Thursday, July 30, 2020

On Politics: Obama (Privately) Slams Trump

Raking in cash for Biden, the ex-president eases off the gloves: This is your morning tip sheet.

Obama takes the gloves off for Biden, and Congress grills tech executives. It’s Thursday, and this is your politics tip sheet.

Where things stand

  • Former President Barack Obama has never exactly been a political attack dog. For most of his presidency, he was far more about compromise than bluster. And since leaving office in 2017, he has tended to moderate his public statements about President Trump — attacking him obliquely, if at all.
  • But when journalists’ cameras are off, in lucrative private fund-raisers with donors, Obama has been letting loose on Trump, as our reporters Shane Goldmacher and Glenn Thrush detail in a new article. Obama has highlighted the numerous accusations of sexual assault leveled against Trump and warned of the president’s tendency to lean on “nativist, racist, sexist” fears, according to notes made from recordings of Obama’s remarks, donors and others who have been on the calls.
  • The combination of Obama’s sought-after presence and his dire warnings about Trump appears to be paying off: Digital events he has participated in have raised $24 million for Joe Biden’s campaign since the start of last month.
  • During a conversation with J.B. Pritzker, the governor of Illinois, Obama pointed to Trump’s fixation on the preservation of Confederate monuments and the Confederate flag. “That’s like his No. 1 priority,” Obama said, adding that this “gives you a sense of what this is about.”
  • Congress is getting its licks in before the August recess with a string of high-profile hearings, and yesterday the Big Tech bosses were in the hot seat. The heads of Amazon, Google, Apple and Facebook appeared before the House — in the case of Jeff Bezos, Amazon’s chief executive, for the first time — and faced tough questions from members of the House Judiciary antitrust subcommittee about their increasingly firm grips on their areas of industry.
  • As is often the case, the questions were more substantive than the responses, as the executives frequently wriggled out of answering or said they couldn’t recall the documents and conversations mentioned. Nevertheless, multiple executives were asked about their use of data to steer traffic away from smaller competing businesses. Another topic that kept coming up: the tech giants’ practice of buying up smaller companies that pose a threat to their hold on consumers’ data and eyeballs.
  • The subcommittee said it had amassed 1.3 million documents on the four tech giants over the course of a 13-month investigation into their dominance in the industry.
  • “Any single action by one of these companies can affect hundreds of millions of us in profound and lasting ways,” Representative David Cicilline, a Democrat from Rhode Island and the chairman of the antitrust subcommittee, said in his opening statement. “Simply put: They have too much power.”
  • Also yesterday, the Trump administration asked the Federal Communications Commission to narrow its protections of internet platforms that take down content seen as politically inflammatory. Trump and other Republicans have repeatedly complained that tech companies too often target conservative content for removal.

Saved entries

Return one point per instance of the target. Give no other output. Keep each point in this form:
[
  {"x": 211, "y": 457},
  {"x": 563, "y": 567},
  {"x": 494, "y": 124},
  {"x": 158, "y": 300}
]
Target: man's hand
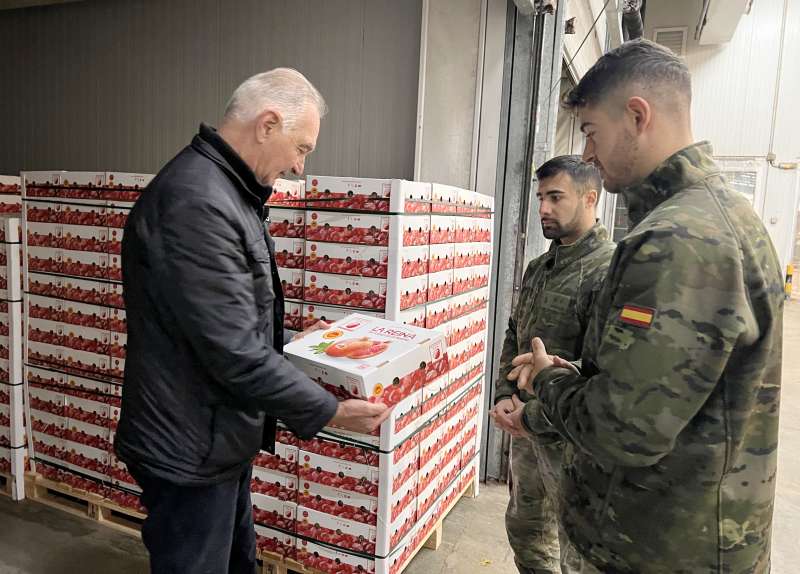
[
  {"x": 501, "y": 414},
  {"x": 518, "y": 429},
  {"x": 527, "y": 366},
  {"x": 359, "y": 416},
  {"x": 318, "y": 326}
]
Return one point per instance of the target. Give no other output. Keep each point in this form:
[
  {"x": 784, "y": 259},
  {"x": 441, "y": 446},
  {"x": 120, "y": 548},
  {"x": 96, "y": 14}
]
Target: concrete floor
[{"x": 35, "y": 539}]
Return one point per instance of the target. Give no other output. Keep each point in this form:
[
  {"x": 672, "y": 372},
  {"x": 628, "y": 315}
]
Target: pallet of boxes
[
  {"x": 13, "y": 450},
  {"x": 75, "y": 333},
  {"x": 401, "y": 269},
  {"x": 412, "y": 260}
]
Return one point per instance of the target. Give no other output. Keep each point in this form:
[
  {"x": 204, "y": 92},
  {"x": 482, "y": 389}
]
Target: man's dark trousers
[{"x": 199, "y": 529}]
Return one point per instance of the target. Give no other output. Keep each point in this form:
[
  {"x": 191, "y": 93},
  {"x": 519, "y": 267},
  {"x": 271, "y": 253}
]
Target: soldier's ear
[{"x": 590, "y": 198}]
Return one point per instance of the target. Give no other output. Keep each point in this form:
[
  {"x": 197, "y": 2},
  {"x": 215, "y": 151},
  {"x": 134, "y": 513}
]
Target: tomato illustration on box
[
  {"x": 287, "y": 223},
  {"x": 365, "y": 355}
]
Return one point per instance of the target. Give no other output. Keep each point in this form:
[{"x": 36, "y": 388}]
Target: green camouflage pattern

* TASKS FOR THIS EXERCISE:
A – Retype the stretch of the politics tip sheet from "Where things stand" through "obliquely, if at all.".
B – Extend the politics tip sheet with a few more sentences after its last one.

* RESPONSES IN ORDER:
A –
Where things stand

  • Former President Barack Obama has never exactly been a political attack dog. For most of his presidency, he was far more about compromise than bluster. And since leaving office in 2017, he has tended to moderate his public statements about President Trump — attacking him obliquely, if at all.

B –
  • At the day’s antitrust hearings, Republican members of the House often veered away from the stated focus on monopolistic corporate practices, instead focusing their questions on instances of what they called anti-conservative bias in the companies’ decisions around censorship.
  • Yesterday in this newsletter, our reporter Emily Cochrane described Trump as “ever a businessman and real estate developer” as she detailed his attempts to keep the F.B.I. headquarters near his hotel in downtown Washington. And in fact, Trump’s personal approach to real estate development has been rearing its head in another way lately.
  • In the 1970s, Trump and his father were sued by tenants for screening out Black renters at their housing developments; they eventually settled the suit without admitting wrongdoing. Last week, the administration moved to nullify an Obama-era rule aimed at fighting housing discrimination in suburbs.
  • And on Twitter yesterday, the president restated the familiar argument that fair-housing legislation depresses housing prices as he boasted that he was protecting suburbanites and that they would “no longer be bothered or financially hurt by having low income housing built in your neighborhood.”
  • It was the latest of many recent attempts to explicitly play up white racial anxieties as the presidential campaign enters its final months.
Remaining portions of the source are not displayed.